Exercise objective »
Count the lines in the material below that contain the string "Target", treating uppercase and lowercase letters as distinct. Give only the resulting number.

□ □ □ □

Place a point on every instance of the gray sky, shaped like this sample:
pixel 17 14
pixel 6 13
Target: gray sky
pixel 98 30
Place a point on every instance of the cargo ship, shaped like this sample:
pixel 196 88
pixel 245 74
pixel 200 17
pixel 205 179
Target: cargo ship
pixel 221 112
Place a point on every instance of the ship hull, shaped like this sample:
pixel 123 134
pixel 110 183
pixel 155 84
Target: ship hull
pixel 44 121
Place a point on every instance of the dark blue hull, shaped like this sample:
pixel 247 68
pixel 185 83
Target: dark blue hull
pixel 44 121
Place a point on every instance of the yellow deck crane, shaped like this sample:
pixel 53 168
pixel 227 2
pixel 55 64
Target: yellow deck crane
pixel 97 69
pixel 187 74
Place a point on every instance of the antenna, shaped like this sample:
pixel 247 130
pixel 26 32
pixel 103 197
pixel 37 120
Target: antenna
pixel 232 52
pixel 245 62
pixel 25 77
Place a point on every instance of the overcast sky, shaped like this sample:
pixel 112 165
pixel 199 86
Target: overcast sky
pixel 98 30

□ □ □ □

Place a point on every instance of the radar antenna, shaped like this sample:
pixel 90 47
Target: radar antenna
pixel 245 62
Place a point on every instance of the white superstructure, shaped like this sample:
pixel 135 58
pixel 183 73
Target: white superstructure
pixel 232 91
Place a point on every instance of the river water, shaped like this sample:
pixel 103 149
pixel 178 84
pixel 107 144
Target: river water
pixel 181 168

□ □ □ □

The completed task »
10